Start of Block

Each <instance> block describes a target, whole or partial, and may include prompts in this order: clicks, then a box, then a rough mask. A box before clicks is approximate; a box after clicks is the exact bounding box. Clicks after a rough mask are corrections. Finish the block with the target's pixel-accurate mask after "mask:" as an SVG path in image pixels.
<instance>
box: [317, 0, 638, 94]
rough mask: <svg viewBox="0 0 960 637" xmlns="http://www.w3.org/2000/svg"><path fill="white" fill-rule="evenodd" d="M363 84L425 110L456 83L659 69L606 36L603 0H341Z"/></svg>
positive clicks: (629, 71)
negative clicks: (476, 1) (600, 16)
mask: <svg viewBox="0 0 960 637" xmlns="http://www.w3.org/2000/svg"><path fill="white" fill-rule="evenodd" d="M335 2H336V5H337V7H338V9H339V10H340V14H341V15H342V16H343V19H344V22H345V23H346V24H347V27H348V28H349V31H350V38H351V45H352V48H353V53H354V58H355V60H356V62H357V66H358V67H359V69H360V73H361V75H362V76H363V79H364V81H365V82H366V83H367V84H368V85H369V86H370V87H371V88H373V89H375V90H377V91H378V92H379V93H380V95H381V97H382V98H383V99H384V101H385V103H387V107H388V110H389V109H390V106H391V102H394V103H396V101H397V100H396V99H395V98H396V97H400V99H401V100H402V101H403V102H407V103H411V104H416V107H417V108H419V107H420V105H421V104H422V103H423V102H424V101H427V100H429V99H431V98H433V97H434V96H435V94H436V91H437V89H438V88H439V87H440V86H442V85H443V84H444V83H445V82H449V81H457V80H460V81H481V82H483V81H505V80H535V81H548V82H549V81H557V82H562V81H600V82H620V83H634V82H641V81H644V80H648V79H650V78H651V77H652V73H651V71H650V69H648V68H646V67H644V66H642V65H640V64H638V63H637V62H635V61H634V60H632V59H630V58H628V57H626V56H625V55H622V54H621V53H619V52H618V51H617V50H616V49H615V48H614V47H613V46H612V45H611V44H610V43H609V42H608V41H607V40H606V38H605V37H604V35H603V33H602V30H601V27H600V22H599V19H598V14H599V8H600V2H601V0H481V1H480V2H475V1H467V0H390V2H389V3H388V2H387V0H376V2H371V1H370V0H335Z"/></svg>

End of Block

TASK STATEMENT
Word for word, write out every line of the listing.

ANSWER TO THE EXERCISE
Each <instance> block describes a target, whole or partial, and may include prompts in this order: clicks, then a box, then a rough mask. A box before clicks is approximate; a box after clicks is the exact bounding box. Clicks after a rough mask are corrections. Finish the block with the target's pixel-accurate mask after "mask:" as an SVG path in image pixels.
<instance>
box: [317, 0, 638, 94]
rough mask: <svg viewBox="0 0 960 637" xmlns="http://www.w3.org/2000/svg"><path fill="white" fill-rule="evenodd" d="M363 84L425 110L456 83L659 69L606 36L603 0H341Z"/></svg>
positive clicks: (629, 71)
negative clicks: (476, 1) (600, 16)
mask: <svg viewBox="0 0 960 637" xmlns="http://www.w3.org/2000/svg"><path fill="white" fill-rule="evenodd" d="M335 2H336V5H337V7H338V9H339V10H340V14H341V15H342V16H343V19H344V22H345V23H346V24H347V27H348V28H349V31H350V38H351V45H352V48H353V53H354V58H355V60H356V62H357V66H358V67H359V69H360V73H361V75H362V76H363V79H364V81H365V82H366V83H367V84H368V85H369V86H370V87H371V88H373V89H375V90H377V91H378V92H379V93H380V95H381V97H382V98H383V99H384V101H385V103H387V107H388V110H389V109H390V106H391V102H394V103H396V101H397V100H396V99H395V98H396V97H400V99H401V100H402V101H403V102H407V103H411V104H416V107H417V108H419V107H420V105H421V104H422V103H423V102H424V101H427V100H429V99H431V98H433V97H434V96H435V94H436V91H437V89H438V88H439V87H440V86H442V85H443V84H444V83H445V82H449V81H457V80H460V81H481V82H483V81H505V80H535V81H548V82H549V81H557V82H562V81H600V82H620V83H634V82H641V81H644V80H648V79H650V78H651V77H652V73H651V71H650V69H648V68H646V67H644V66H642V65H640V64H638V63H637V62H635V61H634V60H632V59H630V58H628V57H626V56H625V55H622V54H621V53H619V52H618V51H617V50H616V49H615V48H614V47H613V46H612V45H611V44H610V43H609V42H608V41H607V40H606V38H605V37H604V35H603V33H602V30H601V27H600V22H599V19H598V14H599V8H600V2H601V0H481V1H480V2H475V1H467V0H390V2H389V3H388V2H387V0H376V2H371V1H370V0H335Z"/></svg>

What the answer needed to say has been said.